Burnout is a growing problem for companies, that’s being exacerbated by remote working. Just as serious is “Bore out”, a phenomenon where employees are climbing the walls for want of something interesting to do. Why are these two phenomena so damaging to companies, and what can be done to fight them? What’s needed is better leadership, communication, and imagination from bosses.
Tune in to the Welcome to the New Normal audio podcast now and follow along with the script below.
For many of us, 2020 and 2021 have been years of relentless stress
We’ve been balancing work while looking after children, often unable to get away for a well-earned rest, and unable or unwilling to drag ourselves away from our screen and those constant, nagging alerts.
It shouldn’t be the case, but if you’re listening to this, you know it’s true.
An email at 9 pm? Yes, I’ll respond to it now, even if it takes me half an hour.
All this stress, the inability to draw a line in the sand between work and all the other things that give life meaning, can, for too many of us, lead to burnout.
So, what is burnout exactly?
Burnout is a state of emotional, physical, and mental exhaustion caused by excessive and prolonged stress.

YOUR TASKS:
a – In the burnout text, what phenomenon does the term "Bore out" describe?
b – Print the stretch of the burnout text from "An email at" through "and prolonged stress.".

[Items from a data source]
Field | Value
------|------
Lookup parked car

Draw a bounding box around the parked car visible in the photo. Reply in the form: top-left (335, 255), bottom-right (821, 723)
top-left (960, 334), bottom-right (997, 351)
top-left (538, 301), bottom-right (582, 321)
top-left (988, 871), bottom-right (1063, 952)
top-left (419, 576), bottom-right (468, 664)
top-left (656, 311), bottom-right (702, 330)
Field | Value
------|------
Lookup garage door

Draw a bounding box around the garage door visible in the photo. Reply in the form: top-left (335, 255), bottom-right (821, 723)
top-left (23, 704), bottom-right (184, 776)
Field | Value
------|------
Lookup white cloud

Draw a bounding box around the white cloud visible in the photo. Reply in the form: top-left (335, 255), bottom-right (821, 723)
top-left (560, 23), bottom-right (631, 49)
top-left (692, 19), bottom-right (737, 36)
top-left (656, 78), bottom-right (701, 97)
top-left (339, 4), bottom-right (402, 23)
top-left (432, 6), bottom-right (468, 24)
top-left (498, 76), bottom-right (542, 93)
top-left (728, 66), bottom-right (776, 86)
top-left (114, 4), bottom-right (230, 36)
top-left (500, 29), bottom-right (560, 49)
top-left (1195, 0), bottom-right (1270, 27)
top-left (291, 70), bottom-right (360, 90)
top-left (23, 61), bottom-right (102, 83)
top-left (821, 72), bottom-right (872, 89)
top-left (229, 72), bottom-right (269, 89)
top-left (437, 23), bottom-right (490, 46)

RESPONSES FOR EACH TASK:
a – Employees climbing the walls for want of something interesting to do.

b –
An email at 9 pm? Yes, I’ll respond to it now, even if it takes me half an hour.
All this stress, the inability to draw a line in the sand between work and all the other things that give life meaning, can, for too many of us, lead to burnout.
So, what is burnout exactly?
Burnout is a state of emotional, physical, and mental exhaustion caused by excessive and prolonged stress.